• [DATA FOR THIS EXERCISE]
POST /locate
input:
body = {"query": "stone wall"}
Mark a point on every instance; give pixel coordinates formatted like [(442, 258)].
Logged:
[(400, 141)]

• [EXERCISE OBJECTIVE]
The listing above is to be written out again word for word.

• [FINAL ANSWER]
POST /locate
input:
body = {"query": "stone wall"}
Mark a point on every instance; give pixel coordinates formatted like [(442, 258)].
Logged:
[(400, 141)]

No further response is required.